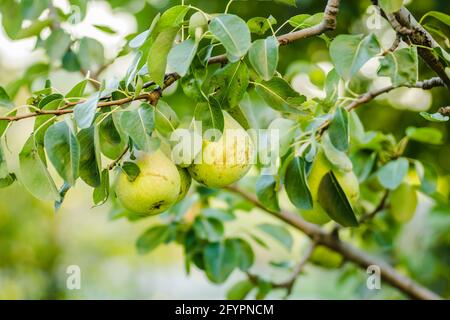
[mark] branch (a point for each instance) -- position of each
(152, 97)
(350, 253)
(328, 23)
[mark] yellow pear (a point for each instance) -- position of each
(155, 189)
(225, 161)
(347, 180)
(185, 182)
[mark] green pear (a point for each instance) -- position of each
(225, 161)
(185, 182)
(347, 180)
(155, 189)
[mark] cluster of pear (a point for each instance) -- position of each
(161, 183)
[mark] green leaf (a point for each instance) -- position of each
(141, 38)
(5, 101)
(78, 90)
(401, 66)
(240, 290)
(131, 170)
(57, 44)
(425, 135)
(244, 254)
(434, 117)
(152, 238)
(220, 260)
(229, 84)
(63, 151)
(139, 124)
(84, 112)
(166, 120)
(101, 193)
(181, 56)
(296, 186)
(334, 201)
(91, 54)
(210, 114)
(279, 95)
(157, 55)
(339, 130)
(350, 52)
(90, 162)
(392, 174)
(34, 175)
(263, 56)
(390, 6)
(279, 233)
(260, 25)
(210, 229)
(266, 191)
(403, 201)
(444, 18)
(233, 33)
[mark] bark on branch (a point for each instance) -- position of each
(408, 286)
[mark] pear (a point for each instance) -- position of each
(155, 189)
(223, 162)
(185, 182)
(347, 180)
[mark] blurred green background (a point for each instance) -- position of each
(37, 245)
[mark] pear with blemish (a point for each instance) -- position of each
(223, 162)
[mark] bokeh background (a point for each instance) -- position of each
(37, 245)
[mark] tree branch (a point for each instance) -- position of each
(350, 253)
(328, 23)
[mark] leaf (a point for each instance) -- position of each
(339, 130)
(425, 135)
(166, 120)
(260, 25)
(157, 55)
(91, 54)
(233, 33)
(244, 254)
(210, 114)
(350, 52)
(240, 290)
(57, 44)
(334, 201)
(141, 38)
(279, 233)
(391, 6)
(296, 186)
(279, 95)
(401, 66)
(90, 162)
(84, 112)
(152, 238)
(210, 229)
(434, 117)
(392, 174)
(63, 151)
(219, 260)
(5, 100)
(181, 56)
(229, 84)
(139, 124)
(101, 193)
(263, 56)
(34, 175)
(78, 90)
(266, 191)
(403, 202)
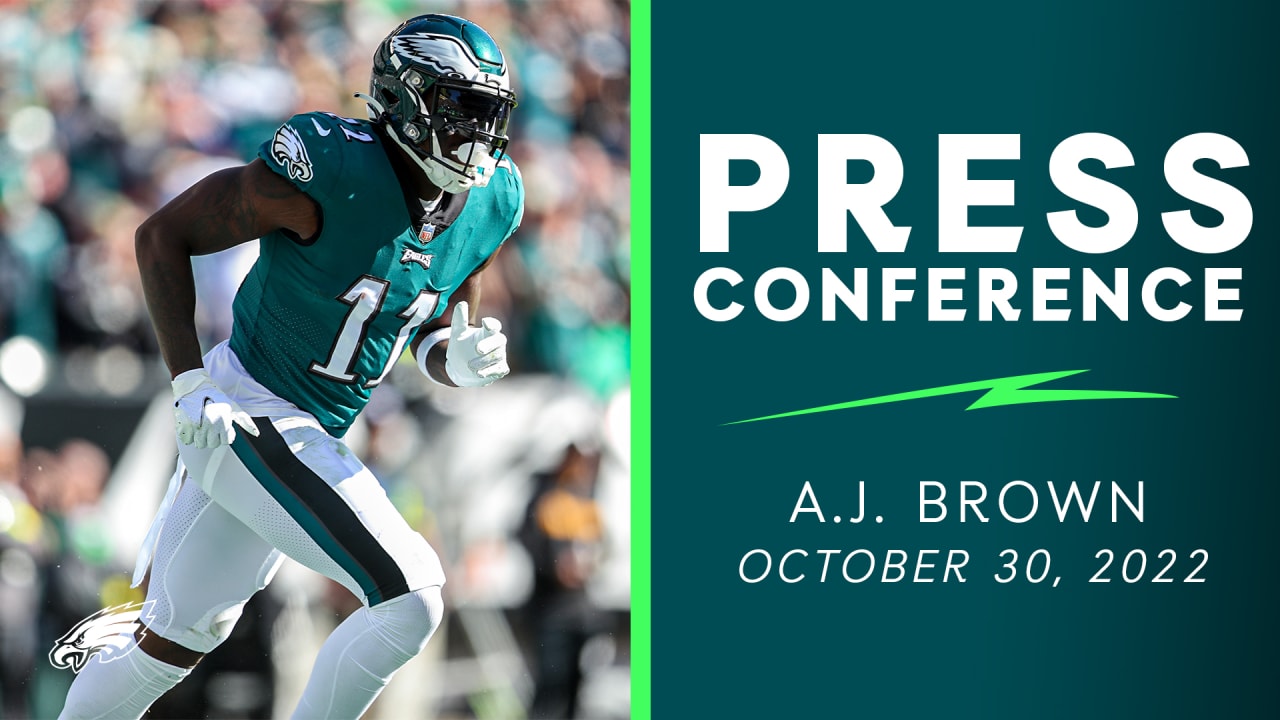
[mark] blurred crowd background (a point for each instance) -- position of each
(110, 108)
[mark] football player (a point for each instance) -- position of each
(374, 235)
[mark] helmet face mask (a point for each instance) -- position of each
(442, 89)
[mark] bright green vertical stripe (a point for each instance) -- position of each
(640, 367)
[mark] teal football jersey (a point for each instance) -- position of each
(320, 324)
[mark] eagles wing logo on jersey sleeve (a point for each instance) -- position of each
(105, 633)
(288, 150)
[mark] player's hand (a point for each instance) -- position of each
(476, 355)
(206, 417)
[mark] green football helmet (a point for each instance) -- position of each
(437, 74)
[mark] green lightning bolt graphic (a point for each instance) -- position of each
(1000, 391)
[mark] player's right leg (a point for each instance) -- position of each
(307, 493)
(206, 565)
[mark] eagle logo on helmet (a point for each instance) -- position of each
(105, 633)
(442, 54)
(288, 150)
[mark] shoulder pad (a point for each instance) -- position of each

──────────────────────────────

§ BRIEF:
Arrange all the data above as a numbered list, skipping any blank lines. Leave the pictures out of your answer.

§ TASK SOLUTION:
1. [mark] branch (a point for each instance) -- position of each
2. (152, 97)
3. (350, 253)
4. (328, 23)
5. [mark] yellow pear (a point for each instance) -- position of each
6. (155, 189)
7. (225, 161)
8. (347, 180)
9. (185, 182)
10. [mark] green pear (a point for each instance) -- position of each
11. (225, 161)
12. (185, 182)
13. (347, 180)
14. (155, 189)
15. [mark] cluster of pear (a point for each instance) -- position of each
16. (161, 183)
17. [mark] green leaf (a point for each instance) -- position of each
18. (141, 38)
19. (5, 101)
20. (78, 90)
21. (401, 66)
22. (240, 290)
23. (131, 170)
24. (57, 44)
25. (425, 135)
26. (244, 254)
27. (434, 117)
28. (152, 238)
29. (220, 260)
30. (229, 84)
31. (63, 151)
32. (139, 124)
33. (84, 112)
34. (166, 120)
35. (101, 193)
36. (181, 56)
37. (296, 186)
38. (334, 201)
39. (91, 54)
40. (210, 114)
41. (279, 95)
42. (157, 55)
43. (339, 130)
44. (350, 52)
45. (90, 162)
46. (392, 174)
47. (34, 175)
48. (263, 56)
49. (390, 6)
50. (279, 233)
51. (260, 25)
52. (210, 229)
53. (266, 191)
54. (403, 201)
55. (444, 18)
56. (233, 33)
57. [mark] bark on branch (a point for each instance) -- position of each
58. (408, 286)
59. [mark] pear (a point for each instance) -- position of each
60. (155, 189)
61. (223, 162)
62. (185, 182)
63. (347, 180)
64. [mark] blurred green background (a point for each instance) -- position of each
65. (37, 245)
66. [mark] pear with blemish (a point for each instance) -- position of each
67. (223, 162)
68. [mark] bokeh background (a point for each instance) -- position of each
69. (37, 245)
70. [mark] tree branch (a point for each instance) -- position of each
71. (350, 253)
72. (328, 23)
73. [mark] leaf (a point for each instance) -- position of each
74. (339, 130)
75. (425, 135)
76. (166, 120)
77. (260, 25)
78. (157, 55)
79. (91, 54)
80. (233, 33)
81. (244, 254)
82. (210, 114)
83. (350, 52)
84. (240, 290)
85. (57, 44)
86. (334, 201)
87. (141, 38)
88. (279, 233)
89. (391, 6)
90. (296, 186)
91. (279, 95)
92. (401, 66)
93. (90, 162)
94. (84, 112)
95. (152, 238)
96. (210, 229)
97. (434, 117)
98. (392, 174)
99. (63, 151)
100. (219, 260)
101. (5, 100)
102. (181, 56)
103. (229, 84)
104. (139, 124)
105. (101, 193)
106. (263, 56)
107. (34, 175)
108. (78, 90)
109. (266, 191)
110. (403, 202)
111. [mark] blurred crowd background (a point for each instance) -- position of each
112. (110, 108)
113. [mark] football player (a point for each instance) -- position of each
114. (374, 235)
115. [mark] helmet face mask (a point for each instance) -- position of each
116. (442, 89)
117. [mark] bright green vertical stripe (a point for each instance) -- position of each
118. (640, 367)
119. [mark] teal football jersey (a point for each instance) -- position of each
120. (320, 324)
121. [mark] eagles wing logo on jersey sleeve (a point for each instance) -- position of each
122. (105, 633)
123. (288, 150)
124. [mark] player's hand (a point for each instance) -- position of each
125. (476, 355)
126. (206, 417)
127. [mark] green football helmet (a point for each instance) -- position of each
128. (437, 74)
129. [mark] green lightning bolt graphic (a point for each instance) -- position of each
130. (1000, 391)
131. [mark] player's right leg (a point for each instance) -- position of each
132. (307, 493)
133. (206, 565)
134. [mark] eagle logo on helmet (a point for each instance) -- position of each
135. (105, 633)
136. (442, 54)
137. (288, 150)
138. [mark] shoulder pad (a point for each instance) -- position of each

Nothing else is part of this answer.